Passage choisi >>
..............................
Ahmadinejad a quant lui pu compter sur le fait qu’il était le premier candidat
non membre du clergé à avoir de sérieuses chances de remporter l’élection
présidentielle iranienne, ce qui – en dépit de son conservatisme affiché –
représentait un espoir de rupture pour beaucoup de ses électeurs[5].
Nous pouvons donc déjà identifier une première similitude
dans le style populiste adopté par les deux individus tout au long de leur
première campagne électorale. Pour M. Ahmadinejad, ce style populiste s’est
maintenu tout au long de sa présidence et s’il est encore trop tôt que pour
juger D. Trump dans l’exercice de sa nouvelle fonction, son discours
d’investiture et ses premières déclarations ne laissent pour l’instant pas à
penser qu’il en sera autrement. Mais les ressemblances entre les deux hommes ne
s’arrêtent pas là.
Si l’on compare leurs discours destinés à leur scène
politique intérieure respective, le ton incisif est assurément à l’offensive et
à la confrontation en ce qui concerne les affaires extérieures[6]. Bien
entendu cela dépend également des sujets traités. On ne peut par exemple pas
taxer le Président Trump de discours offensif à l’égard de la Russie. Mais dans
l’ensemble, Trump et Ahmadinejad se distinguent de par leur style parfois peu
soucieux des formes usuellement à l’œuvre dans le langage diplomatique.
Le nouveau président américain s’en est ainsi pris violemment
à la Chine, tant sur le plan commercial que sur la question de Taïwan, il a
remis en cause de nombreux accords commerciaux, il s’est félicité du Brexit, il
a décrié l’Union européenne, il a déclaré l’Otan obsolète, il s’est interrogé
sur le parapluie nucléaire américain, et nous ne reviendrons pas sur ses
déclarations relatives aux Mexicains ou sur celles ayant trait à l’Islam. Il a
également dénoncé l’accord sur le nucléaire iranien et n’a pas hésité à bomber
le torse face à la Corée du nord. Comme l’a souligné D. Trump lors de son
discours d’investiture, dans tous les dossiers internationaux, les décisions
seront prises en gardant à l’esprit que ce sera l’intérêt américain qui
primera, avant toute autre chose (était-ce vraiment différent auparavant ou ne
s’agit-il pas plutôt de redéfinir la notion d’intérêt américain ?). Cela
dit, il convient de noter qu’il a omis de préciser s’il prendrait en compte
l’intérêt à court terme ou l’intérêt sur le long terme.
..............................
Données à examiner >>

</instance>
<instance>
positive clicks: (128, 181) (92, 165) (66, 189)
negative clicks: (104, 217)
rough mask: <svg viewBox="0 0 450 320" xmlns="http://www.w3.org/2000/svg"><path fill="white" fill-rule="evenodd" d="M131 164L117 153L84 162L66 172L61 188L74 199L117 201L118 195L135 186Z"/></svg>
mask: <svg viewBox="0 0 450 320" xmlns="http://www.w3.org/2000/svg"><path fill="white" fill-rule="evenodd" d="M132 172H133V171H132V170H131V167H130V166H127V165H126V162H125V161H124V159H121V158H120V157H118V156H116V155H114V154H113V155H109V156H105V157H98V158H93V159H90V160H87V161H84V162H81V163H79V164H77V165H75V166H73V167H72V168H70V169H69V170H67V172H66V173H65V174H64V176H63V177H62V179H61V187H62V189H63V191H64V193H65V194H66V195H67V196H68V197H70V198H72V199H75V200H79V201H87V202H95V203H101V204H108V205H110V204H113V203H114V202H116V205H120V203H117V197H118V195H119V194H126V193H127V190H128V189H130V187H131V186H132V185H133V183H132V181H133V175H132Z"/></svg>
..............................
Reproduisez à l'identique le segment de l'extrait comparant Trump et Ahmadinejad qui s'étend de « Ahmadinejad a quant » jusqu'à « s’arrêtent pas là. ».

Ahmadinejad a quant lui pu compter sur le fait qu’il était le premier candidat
non membre du clergé à avoir de sérieuses chances de remporter l’élection
présidentielle iranienne, ce qui – en dépit de son conservatisme affiché –
représentait un espoir de rupture pour beaucoup de ses électeurs[5].
Nous pouvons donc déjà identifier une première similitude
dans le style populiste adopté par les deux individus tout au long de leur
première campagne électorale. Pour M. Ahmadinejad, ce style populiste s’est
maintenu tout au long de sa présidence et s’il est encore trop tôt que pour
juger D. Trump dans l’exercice de sa nouvelle fonction, son discours
d’investiture et ses premières déclarations ne laissent pour l’instant pas à
penser qu’il en sera autrement. Mais les ressemblances entre les deux hommes ne
s’arrêtent pas là.